Ahí voy yo |
De los lectores de este blog, hay cinco que me conocen en persona y un montón que me conocen de Facebook: esas personas saben algo de mi día a día. Pero los demás puede que crean que no tengo nada más que hacer que sentarme frente al ordenador a jugar Modern Warfare (si no sabes lo que es esto, te has perdido lo mejor de la vida) o escribir estas boludeces. Pues no, llevo una vida de lo más atareada, y para que me conozcan un poco más les voy a contar cómo es un día cualquiera en mi vida.

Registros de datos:

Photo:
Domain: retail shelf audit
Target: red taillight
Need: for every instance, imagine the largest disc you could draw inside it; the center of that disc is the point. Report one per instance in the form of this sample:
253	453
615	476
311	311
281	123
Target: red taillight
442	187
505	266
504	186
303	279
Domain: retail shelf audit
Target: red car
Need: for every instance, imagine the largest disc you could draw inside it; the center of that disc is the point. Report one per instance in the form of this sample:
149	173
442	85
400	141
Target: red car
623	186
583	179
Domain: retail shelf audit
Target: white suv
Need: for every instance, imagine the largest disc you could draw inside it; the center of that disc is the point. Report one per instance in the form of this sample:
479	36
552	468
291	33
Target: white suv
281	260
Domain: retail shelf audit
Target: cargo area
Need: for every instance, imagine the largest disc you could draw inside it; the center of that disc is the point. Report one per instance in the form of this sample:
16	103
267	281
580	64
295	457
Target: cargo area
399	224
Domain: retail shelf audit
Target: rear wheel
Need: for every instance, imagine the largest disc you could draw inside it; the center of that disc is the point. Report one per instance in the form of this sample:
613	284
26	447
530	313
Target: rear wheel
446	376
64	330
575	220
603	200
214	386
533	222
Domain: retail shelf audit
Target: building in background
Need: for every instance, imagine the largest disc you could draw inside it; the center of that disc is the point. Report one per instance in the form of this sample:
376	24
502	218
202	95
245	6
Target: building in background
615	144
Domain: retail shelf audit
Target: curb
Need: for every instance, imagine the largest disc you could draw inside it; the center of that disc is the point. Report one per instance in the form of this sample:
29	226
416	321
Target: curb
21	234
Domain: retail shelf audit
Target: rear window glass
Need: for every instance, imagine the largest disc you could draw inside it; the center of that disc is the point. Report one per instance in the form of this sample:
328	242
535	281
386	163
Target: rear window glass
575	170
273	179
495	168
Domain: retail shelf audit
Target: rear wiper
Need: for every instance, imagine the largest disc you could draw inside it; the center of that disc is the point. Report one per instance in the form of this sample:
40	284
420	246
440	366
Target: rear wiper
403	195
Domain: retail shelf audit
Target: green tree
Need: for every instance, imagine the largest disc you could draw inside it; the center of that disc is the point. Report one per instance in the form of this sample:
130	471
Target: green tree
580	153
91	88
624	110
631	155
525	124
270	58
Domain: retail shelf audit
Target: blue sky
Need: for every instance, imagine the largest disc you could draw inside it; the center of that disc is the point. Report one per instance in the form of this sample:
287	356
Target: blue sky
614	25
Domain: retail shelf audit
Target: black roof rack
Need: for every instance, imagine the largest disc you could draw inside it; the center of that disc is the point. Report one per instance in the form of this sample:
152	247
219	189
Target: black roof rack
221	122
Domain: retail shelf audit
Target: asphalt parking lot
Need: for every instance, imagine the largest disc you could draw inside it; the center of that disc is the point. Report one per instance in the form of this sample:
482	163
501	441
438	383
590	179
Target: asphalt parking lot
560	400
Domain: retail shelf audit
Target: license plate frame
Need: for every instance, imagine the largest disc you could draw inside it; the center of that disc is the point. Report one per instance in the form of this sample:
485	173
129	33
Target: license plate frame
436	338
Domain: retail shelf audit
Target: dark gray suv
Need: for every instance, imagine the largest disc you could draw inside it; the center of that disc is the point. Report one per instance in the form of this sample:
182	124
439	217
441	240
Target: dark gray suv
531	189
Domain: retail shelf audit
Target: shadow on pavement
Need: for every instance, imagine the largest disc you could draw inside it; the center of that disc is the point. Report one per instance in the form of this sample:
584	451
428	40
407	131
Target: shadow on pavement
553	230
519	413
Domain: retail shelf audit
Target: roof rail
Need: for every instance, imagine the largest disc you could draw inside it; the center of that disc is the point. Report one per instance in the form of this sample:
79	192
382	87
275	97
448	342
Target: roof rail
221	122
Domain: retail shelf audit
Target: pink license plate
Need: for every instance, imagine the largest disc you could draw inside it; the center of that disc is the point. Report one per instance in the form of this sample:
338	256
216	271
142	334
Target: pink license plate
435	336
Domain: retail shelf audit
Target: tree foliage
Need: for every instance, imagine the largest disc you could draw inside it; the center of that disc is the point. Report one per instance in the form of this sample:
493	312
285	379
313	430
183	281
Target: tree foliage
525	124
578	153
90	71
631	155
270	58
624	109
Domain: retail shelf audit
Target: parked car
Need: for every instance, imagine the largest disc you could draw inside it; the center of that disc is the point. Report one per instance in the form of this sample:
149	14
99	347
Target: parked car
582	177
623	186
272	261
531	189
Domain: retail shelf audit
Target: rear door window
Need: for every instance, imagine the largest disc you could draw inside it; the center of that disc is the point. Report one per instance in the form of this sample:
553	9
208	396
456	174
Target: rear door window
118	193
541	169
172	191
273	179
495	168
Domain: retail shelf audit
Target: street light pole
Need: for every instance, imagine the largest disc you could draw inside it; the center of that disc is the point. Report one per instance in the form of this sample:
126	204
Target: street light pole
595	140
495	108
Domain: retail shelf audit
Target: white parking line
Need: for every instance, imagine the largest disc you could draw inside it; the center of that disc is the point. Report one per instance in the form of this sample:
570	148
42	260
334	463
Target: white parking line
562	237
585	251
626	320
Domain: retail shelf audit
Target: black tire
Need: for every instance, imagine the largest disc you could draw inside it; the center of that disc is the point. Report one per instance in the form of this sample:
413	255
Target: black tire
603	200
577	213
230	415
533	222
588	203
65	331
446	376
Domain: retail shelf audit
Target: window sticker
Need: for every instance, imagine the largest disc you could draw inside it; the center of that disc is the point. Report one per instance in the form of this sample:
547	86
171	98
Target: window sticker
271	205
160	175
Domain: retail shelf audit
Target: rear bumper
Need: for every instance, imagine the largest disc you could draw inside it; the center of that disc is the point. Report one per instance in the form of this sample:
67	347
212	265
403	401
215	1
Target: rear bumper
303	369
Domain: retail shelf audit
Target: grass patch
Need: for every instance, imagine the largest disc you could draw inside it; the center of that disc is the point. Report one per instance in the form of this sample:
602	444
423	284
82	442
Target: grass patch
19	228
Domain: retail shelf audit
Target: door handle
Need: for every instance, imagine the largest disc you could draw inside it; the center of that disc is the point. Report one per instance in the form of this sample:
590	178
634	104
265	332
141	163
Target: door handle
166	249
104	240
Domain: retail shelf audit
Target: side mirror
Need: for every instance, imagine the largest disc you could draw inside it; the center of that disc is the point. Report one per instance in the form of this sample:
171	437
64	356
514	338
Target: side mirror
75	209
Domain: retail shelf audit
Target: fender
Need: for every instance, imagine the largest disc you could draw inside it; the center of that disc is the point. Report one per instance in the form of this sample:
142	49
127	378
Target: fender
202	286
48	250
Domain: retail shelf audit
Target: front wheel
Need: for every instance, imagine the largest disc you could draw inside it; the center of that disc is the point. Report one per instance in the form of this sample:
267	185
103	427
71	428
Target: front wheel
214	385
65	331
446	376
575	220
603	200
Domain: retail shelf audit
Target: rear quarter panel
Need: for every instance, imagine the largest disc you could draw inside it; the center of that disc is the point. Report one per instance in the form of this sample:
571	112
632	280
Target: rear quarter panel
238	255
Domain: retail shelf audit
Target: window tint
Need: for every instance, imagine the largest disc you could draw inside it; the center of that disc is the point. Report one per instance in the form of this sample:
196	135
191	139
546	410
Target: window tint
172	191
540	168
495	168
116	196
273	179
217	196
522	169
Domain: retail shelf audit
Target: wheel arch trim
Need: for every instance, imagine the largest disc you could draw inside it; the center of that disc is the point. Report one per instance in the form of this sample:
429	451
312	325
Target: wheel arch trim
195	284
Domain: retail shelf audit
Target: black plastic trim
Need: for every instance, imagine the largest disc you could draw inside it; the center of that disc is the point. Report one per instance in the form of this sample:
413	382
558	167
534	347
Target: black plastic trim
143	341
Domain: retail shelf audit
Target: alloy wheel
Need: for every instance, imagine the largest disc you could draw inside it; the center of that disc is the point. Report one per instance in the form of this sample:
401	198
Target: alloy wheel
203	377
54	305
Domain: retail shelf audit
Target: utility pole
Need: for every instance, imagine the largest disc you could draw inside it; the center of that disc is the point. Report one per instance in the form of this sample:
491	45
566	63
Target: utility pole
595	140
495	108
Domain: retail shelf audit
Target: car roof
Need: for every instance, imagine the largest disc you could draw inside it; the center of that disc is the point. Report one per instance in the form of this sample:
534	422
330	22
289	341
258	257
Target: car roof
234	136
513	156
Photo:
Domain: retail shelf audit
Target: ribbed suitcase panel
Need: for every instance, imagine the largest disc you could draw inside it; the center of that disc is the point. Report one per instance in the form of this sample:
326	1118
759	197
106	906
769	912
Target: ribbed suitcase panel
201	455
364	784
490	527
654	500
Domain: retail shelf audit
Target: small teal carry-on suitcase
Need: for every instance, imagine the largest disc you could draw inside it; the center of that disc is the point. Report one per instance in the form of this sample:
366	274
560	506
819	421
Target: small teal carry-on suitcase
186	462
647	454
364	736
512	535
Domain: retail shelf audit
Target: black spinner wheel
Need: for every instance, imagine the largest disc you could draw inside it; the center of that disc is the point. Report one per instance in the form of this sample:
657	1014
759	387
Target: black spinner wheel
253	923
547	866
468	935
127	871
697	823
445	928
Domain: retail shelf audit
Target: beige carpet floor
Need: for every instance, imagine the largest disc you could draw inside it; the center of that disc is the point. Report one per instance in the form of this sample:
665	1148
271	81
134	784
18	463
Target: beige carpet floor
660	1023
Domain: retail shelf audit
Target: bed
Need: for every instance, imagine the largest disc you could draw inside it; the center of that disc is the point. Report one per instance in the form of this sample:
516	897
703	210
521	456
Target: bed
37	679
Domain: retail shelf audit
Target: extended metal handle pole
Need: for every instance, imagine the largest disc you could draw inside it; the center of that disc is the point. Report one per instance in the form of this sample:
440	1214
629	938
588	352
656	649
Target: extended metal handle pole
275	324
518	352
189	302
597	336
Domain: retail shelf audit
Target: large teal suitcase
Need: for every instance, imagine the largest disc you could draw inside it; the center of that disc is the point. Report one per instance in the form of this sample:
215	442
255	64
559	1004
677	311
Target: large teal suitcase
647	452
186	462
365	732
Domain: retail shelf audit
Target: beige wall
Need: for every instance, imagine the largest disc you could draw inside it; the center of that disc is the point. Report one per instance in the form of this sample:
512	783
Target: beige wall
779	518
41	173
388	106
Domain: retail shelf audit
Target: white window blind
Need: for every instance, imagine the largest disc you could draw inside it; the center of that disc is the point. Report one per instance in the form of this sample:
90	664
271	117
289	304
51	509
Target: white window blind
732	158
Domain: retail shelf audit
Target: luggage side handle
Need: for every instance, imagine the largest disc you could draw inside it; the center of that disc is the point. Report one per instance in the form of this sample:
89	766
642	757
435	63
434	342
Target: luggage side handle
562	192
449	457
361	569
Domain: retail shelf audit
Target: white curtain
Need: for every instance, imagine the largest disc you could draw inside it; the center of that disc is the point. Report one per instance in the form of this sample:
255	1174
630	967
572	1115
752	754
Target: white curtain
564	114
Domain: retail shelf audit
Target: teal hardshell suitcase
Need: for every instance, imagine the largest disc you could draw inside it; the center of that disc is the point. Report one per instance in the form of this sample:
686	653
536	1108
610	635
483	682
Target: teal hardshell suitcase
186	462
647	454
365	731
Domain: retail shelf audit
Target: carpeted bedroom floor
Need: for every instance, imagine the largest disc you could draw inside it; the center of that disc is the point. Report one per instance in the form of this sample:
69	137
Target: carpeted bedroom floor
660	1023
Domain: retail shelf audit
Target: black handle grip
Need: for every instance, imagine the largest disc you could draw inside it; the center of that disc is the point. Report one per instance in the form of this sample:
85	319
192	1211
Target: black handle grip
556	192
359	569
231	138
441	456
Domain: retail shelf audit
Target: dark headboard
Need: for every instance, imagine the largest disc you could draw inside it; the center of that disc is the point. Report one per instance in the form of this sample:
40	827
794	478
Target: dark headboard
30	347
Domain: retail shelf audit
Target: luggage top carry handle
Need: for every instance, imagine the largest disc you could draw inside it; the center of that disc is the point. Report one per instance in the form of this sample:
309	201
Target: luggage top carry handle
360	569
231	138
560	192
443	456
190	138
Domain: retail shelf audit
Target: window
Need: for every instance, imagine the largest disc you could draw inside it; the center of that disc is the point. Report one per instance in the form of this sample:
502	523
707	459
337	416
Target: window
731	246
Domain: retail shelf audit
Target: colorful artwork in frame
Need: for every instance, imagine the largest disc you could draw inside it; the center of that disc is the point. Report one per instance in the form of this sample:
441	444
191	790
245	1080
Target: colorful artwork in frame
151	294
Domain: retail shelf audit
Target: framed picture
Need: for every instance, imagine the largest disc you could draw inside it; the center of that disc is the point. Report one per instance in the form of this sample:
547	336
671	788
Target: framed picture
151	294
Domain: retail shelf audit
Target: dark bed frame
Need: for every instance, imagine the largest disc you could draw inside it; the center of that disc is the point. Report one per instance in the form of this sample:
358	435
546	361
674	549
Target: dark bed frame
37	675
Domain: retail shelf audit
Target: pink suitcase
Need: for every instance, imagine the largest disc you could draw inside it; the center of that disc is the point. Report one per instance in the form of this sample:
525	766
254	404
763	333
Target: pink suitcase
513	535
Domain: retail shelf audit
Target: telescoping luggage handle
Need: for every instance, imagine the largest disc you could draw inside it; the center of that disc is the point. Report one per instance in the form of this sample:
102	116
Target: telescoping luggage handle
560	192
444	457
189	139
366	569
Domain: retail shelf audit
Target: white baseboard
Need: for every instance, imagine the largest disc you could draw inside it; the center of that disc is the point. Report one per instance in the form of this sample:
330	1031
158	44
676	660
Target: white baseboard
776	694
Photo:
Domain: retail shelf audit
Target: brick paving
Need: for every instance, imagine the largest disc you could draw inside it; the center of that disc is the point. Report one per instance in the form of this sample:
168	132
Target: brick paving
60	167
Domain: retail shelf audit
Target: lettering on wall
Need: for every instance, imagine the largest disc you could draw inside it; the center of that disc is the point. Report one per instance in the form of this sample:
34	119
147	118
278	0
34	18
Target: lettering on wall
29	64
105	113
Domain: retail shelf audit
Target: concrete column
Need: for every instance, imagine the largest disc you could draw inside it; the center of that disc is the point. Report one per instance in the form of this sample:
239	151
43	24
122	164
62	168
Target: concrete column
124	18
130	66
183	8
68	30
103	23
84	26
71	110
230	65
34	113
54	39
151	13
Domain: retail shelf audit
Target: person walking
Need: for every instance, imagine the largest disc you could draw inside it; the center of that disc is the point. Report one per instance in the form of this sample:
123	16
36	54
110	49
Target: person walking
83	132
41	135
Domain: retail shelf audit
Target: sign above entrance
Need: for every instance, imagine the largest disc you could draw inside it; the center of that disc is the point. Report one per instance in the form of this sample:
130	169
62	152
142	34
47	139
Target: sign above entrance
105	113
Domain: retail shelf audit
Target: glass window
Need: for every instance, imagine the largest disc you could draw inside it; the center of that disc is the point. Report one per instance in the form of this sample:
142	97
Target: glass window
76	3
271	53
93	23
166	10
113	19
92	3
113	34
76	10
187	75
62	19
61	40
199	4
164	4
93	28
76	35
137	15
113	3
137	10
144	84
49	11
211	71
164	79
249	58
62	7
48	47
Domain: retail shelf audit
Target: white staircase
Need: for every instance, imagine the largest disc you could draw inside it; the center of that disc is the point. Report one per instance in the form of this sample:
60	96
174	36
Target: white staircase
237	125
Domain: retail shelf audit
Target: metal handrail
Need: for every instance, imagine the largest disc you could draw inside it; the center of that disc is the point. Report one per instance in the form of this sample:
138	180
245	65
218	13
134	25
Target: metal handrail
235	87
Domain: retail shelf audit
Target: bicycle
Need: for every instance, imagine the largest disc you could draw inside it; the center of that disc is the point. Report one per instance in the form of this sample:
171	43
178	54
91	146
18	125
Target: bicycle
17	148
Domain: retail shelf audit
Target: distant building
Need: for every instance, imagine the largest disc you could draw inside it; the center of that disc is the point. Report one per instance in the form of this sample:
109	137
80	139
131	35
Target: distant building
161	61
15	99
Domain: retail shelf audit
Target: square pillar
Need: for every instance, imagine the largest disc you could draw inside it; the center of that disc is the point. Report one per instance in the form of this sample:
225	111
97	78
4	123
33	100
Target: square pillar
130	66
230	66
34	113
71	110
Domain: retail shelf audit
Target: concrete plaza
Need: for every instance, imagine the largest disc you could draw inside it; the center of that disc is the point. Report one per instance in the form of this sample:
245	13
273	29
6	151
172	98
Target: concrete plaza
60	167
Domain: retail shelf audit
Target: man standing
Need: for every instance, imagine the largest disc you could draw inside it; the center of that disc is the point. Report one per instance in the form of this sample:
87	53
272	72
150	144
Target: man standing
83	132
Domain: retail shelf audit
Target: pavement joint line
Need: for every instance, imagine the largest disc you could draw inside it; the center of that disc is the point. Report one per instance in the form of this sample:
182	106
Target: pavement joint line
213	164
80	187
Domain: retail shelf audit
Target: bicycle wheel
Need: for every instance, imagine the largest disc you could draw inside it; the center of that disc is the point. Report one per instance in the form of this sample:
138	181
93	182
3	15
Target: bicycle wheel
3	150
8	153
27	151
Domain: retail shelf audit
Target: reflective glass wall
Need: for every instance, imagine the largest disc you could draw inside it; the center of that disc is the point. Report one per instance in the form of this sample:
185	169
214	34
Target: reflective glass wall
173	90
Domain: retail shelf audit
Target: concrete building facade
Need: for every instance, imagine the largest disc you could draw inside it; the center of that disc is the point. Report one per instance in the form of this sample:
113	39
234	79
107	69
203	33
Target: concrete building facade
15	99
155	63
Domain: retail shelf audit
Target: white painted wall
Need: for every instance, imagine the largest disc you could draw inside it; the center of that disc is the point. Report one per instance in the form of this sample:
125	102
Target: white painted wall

» **PREGUNTAS POR RESPONDER**:
**1)** Resume en dos oraciones el fragmento del blog.
**2)** Continúa, por favor, el fragmento del blog a partir de su última oración.
El listado no hace falta para nada.

» **RESULTADOS POR TAREA**:
**1)** Según el fragmento del blog, cinco lectores conocen en persona a quien lo escribe y muchos más por Facebook, pero el resto quizá crea que solo se dedica a jugar a Modern Warfare o a escribir boludeces frente al ordenador. En realidad lleva una vida de lo más atareada, y por eso va a contar cómo es un día cualquiera en su vida para que lo conozcan un poco más.

**2)**
Por ejemplo ayer. Me levanté como siempre, a las 3:30 de la mañana, no porque siga la regla de la orden benedictina y fuera el fin de Maitines, sino porque el día se me queda corto. Para empezar el día lo mejor es un desayuno nutritivo, de modo que opto por el desayuno tipo anglosajón, que mezcla el café, el zumo de naranja, el bacon, las alubias, el huevo frito y demás. El problema es que, curiosamente, odio desayunar, de modo que tras vomitar todo eso me tomo un Primperán® y un té con limón. Y ayer ni eso: un timbrazo me hizo saltar de la silla, y al abrir me encontré cara a cara con un equipo de la NASA. Resulta que se les había puesto malo un astronauta, y como soy uno de los más activos participantes de su web (han acuñado incluso para mí una cariñosa expresión en spanglish: "the fucking argentine incordio") pensaron que podría reemplazarlo, ya que su misión se trataba meramente de ser sujeto pasivo de un experimento.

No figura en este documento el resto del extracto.